→ **Tarefas a realizar**
**1.** No trecho de origem, que nome recebe a situação em que o profissional está fisicamente presente, mas sem condições emocionais ou cognitivas para atuar?
**2.** Traduza para o inglês esta frase do trecho de origem: "Mas há um limite para o nível de dedicação, mesmo que exista um propósito nisso."
**3.** Reproduza, por favor, tudo o que vai de "Enquanto a ergonomia" até "para a organização." no trecho de origem.

-------- Trecho de origem

Ambientes hospitalares, pela sua própria natureza, concentram fatores que intensificam o risco de adoecimento: jornadas extensas, decisões críticas, contato diário com o sofrimento humano e alta demanda. Por outro lado, também são espaços em que o senso de propósito é muito presente. O desafio está em conciliar esse engajamento com uma organização do trabalho que preserve a saúde mental dos profissionais.
Além dos desafios intrínsecos da profissão, a cultura de normalização do sofrimento é ainda mais visível no setor de saúde. Essa lógica, muitas vezes, começa ainda na graduação. Estudantes são expostos a jornadas exaustivas, plantões sucessivos e à crença de que um bom profissional “dá conta de tudo”. A partir daí, constrói-se uma identidade marcada pelo sacrifício, e não pelo cuidado de si.
Mas há um limite para o nível de dedicação, mesmo que exista um propósito nisso. O chamado “presenteísmo”, quando o profissional está fisicamente presente, mas sem condições emocionais ou cognitivas para atuar, pode ser mais perigoso que o afastamento. Coloca em risco o próprio trabalhador e os pacientes.
É nesse contexto que proponho uma mudança estrutural pela Ergonomia Mental: uma abordagem Inspirada na Psicodinâmica do Trabalho de Christophe Dejour que busca compreender como a organização do trabalho afeta a saúde psíquica das pessoas.
Enquanto a ergonomia osteomuscular ajusta o ambiente físico para evitar lesões, a Ergonomia Mental intervém sobre metas, processos, regras, lideranças e formas de reconhecimento. O objetivo é adaptar o trabalho para que ele seja psicologicamente viável, realizador e sustentável, gerando frutos positivos tanto para o colaborador quanto para a organização.

----------------
-------- Dados fornecidos

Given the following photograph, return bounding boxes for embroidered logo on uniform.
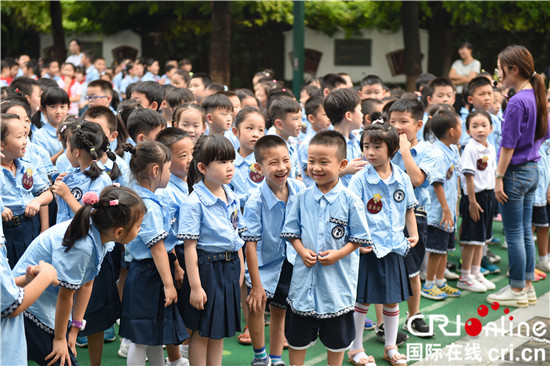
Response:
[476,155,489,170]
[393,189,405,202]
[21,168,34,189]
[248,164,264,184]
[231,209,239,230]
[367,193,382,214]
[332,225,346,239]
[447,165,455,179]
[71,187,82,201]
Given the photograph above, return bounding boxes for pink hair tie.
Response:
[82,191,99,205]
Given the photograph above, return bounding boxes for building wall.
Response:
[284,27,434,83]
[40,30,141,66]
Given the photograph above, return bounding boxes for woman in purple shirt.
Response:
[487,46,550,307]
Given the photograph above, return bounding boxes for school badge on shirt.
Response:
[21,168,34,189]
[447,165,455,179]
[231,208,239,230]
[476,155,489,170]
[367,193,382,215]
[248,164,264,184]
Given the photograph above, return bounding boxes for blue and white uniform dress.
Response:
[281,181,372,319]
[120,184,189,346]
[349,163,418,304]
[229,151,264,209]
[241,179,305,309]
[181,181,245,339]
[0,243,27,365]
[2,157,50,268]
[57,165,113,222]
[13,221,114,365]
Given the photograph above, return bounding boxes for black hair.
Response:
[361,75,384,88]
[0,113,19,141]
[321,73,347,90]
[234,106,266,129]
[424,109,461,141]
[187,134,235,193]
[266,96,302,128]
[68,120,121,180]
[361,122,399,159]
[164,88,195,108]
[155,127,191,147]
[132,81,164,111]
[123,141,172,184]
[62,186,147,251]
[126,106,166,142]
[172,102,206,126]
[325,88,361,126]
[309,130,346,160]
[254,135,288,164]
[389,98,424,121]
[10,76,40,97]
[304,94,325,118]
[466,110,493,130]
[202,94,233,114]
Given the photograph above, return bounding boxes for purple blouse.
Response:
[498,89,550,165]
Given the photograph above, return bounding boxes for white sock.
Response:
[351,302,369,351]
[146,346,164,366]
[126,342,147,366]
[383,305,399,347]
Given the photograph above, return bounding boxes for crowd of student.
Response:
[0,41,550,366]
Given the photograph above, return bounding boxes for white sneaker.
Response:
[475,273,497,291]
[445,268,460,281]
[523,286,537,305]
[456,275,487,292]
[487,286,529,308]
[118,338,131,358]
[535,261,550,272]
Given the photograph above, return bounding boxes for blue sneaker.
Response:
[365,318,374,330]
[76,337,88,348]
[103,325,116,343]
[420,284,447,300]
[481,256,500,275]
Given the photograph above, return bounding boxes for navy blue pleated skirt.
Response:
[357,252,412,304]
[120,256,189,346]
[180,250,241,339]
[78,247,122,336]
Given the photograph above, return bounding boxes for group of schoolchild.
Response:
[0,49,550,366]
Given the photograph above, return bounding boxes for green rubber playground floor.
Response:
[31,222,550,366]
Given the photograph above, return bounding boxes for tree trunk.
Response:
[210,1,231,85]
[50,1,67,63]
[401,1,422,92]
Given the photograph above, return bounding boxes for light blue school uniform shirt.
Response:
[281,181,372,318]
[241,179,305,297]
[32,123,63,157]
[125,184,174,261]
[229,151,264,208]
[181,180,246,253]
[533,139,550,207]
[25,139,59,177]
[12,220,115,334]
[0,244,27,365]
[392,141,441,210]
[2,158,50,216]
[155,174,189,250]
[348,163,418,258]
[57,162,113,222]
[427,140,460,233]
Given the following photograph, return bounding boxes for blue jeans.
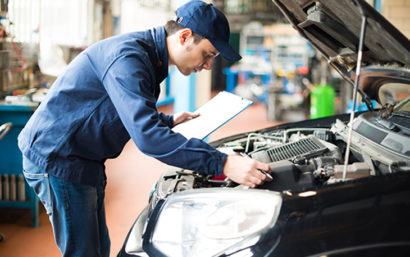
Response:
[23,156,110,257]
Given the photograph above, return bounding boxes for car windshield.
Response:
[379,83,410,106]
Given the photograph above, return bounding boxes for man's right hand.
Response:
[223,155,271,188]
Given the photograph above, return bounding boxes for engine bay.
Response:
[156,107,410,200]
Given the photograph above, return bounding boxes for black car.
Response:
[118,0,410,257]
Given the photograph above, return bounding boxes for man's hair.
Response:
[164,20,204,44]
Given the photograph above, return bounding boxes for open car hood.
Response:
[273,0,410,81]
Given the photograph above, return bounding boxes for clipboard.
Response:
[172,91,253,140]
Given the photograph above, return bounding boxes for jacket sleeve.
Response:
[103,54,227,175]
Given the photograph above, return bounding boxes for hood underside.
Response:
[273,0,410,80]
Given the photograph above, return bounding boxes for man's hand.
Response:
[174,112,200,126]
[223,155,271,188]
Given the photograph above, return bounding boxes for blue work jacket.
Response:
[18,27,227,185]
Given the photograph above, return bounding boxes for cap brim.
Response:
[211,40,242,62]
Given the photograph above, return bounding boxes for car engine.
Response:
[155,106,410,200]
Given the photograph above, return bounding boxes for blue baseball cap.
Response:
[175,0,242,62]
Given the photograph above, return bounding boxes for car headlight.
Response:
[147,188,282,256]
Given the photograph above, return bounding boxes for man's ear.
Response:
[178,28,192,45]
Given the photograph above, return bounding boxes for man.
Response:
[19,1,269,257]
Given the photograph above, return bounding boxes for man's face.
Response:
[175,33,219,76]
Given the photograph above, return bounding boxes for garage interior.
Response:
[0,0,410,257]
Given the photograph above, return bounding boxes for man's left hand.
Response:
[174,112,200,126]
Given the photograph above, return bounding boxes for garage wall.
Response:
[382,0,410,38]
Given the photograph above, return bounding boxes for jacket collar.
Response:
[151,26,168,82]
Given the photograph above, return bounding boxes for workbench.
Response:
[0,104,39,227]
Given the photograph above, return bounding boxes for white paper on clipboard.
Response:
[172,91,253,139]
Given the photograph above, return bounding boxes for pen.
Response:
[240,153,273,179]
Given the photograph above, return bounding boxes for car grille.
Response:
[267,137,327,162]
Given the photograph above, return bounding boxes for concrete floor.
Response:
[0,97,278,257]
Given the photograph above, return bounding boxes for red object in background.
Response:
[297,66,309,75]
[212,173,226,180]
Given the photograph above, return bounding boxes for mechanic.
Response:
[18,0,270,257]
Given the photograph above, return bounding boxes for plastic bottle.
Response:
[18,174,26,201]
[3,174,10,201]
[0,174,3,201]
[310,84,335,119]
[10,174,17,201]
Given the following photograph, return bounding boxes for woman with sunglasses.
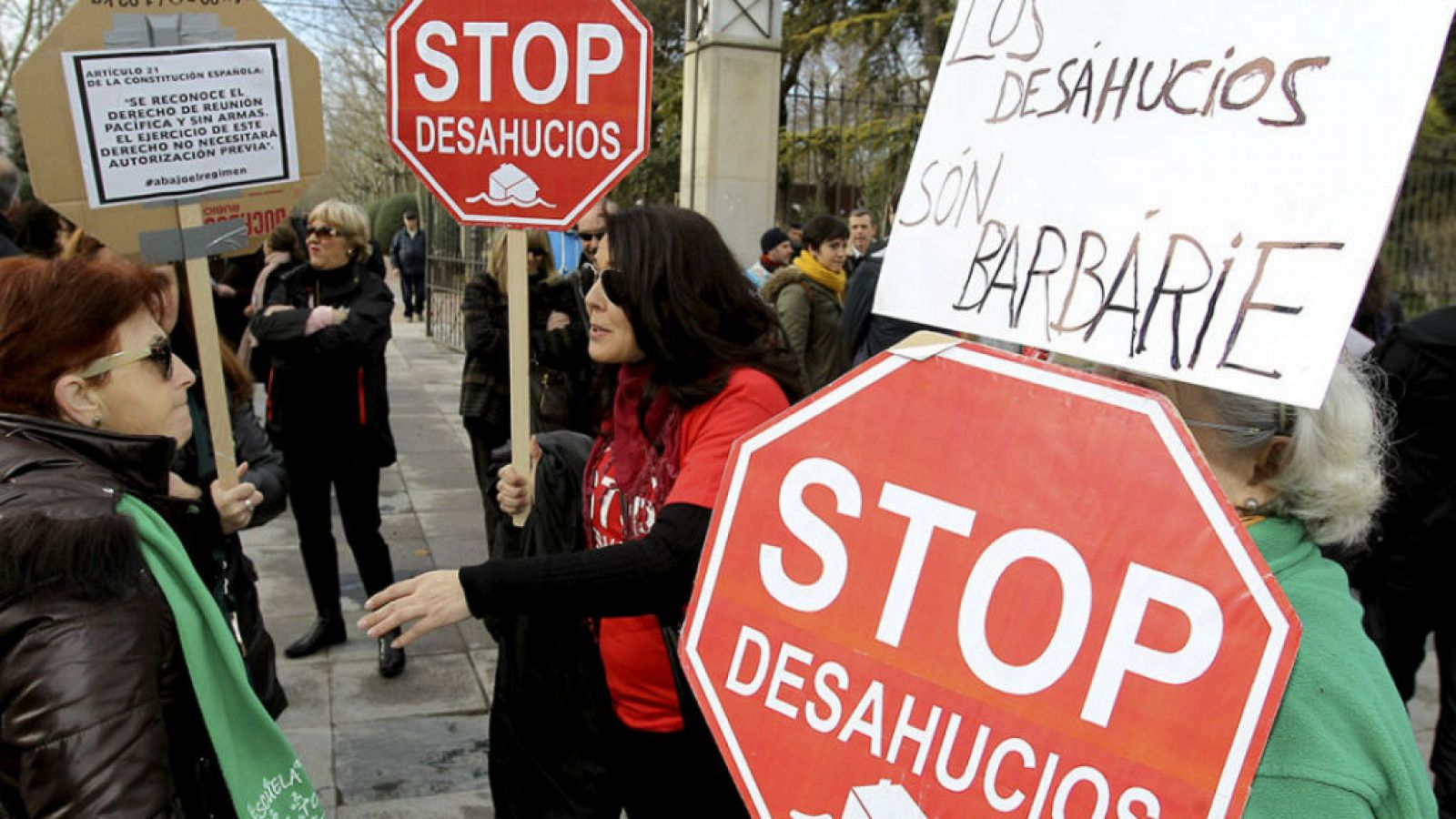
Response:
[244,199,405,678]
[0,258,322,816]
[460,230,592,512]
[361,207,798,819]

----------------

→ **Respostas por tarefa**
**1.** Presenteísmo.

**2.** But there is a limit to the level of dedication, even if there is a purpose in it.

**3.**
Enquanto a ergonomia osteomuscular ajusta o ambiente físico para evitar lesões, a Ergonomia Mental intervém sobre metas, processos, regras, lideranças e formas de reconhecimento. O objetivo é adaptar o trabalho para que ele seja psicologicamente viável, realizador e sustentável, gerando frutos positivos tanto para o colaborador quanto para a organização.